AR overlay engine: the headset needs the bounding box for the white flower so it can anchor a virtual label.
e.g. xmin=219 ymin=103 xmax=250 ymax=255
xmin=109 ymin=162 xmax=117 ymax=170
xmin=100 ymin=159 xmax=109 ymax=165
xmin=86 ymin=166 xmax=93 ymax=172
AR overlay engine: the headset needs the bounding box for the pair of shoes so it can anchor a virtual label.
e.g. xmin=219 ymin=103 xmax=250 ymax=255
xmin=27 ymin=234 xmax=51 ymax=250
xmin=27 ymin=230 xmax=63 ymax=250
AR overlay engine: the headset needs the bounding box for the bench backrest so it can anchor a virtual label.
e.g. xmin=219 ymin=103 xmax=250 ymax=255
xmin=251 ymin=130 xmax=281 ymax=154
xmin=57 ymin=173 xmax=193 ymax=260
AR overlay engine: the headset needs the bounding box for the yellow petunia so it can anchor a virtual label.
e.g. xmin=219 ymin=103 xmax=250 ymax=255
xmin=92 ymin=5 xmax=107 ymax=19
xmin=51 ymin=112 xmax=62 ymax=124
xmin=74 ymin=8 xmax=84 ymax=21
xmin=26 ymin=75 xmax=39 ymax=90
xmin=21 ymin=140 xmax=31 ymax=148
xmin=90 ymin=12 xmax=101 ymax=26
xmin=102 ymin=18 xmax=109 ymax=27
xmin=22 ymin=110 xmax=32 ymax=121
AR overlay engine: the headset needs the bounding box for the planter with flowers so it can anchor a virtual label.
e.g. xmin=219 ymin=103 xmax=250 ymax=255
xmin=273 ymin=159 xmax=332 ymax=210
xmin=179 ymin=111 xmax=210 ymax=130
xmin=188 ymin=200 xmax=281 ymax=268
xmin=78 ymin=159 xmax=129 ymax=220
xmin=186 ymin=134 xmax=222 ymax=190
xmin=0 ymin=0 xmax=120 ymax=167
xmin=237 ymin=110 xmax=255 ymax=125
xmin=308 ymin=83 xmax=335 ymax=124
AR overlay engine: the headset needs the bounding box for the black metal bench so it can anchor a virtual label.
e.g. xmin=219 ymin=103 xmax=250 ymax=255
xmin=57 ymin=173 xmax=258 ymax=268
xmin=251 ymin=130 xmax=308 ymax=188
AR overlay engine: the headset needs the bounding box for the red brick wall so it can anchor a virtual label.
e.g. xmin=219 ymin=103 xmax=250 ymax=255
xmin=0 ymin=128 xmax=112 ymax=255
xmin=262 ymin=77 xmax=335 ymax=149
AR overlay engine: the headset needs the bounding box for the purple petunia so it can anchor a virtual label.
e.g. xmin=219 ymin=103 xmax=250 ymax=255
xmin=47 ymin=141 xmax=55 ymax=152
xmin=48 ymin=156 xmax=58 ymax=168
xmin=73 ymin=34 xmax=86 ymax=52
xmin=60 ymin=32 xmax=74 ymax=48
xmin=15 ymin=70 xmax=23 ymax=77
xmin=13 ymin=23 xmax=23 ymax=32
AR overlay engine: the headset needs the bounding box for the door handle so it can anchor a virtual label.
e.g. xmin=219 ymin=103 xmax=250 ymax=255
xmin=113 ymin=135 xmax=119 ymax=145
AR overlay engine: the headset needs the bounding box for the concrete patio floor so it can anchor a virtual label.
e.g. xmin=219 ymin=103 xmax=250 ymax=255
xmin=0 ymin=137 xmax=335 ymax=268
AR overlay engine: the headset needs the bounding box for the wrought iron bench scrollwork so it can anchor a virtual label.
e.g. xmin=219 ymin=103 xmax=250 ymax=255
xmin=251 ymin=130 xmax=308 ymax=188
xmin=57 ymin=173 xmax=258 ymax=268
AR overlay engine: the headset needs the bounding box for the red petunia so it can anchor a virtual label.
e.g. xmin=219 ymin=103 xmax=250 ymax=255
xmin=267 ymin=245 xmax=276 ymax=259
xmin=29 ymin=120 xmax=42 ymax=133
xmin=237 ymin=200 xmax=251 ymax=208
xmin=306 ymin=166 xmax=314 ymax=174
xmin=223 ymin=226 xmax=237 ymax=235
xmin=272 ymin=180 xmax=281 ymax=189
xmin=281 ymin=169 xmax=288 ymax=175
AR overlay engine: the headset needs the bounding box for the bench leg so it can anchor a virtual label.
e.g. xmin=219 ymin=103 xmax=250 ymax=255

----

## УСЛОВИЕ ЗАДАНИЯ
Выведите без изменений строки записей от самого начала до строки, содержащей "xmin=27 ymin=230 xmax=63 ymax=250", включительно, и больше ничего.

## ВЫПОЛНЕННОЕ ЗАДАНИЕ
AR overlay engine: the headset needs the bounding box for the white flower so it can anchor a virtual label.
e.g. xmin=219 ymin=103 xmax=250 ymax=255
xmin=109 ymin=162 xmax=117 ymax=170
xmin=100 ymin=159 xmax=109 ymax=165
xmin=86 ymin=166 xmax=93 ymax=172
AR overlay engine: the headset needs the bounding box for the pair of shoes so it can anchor a virtual label.
e.g. xmin=219 ymin=103 xmax=250 ymax=255
xmin=27 ymin=234 xmax=51 ymax=250
xmin=27 ymin=230 xmax=63 ymax=250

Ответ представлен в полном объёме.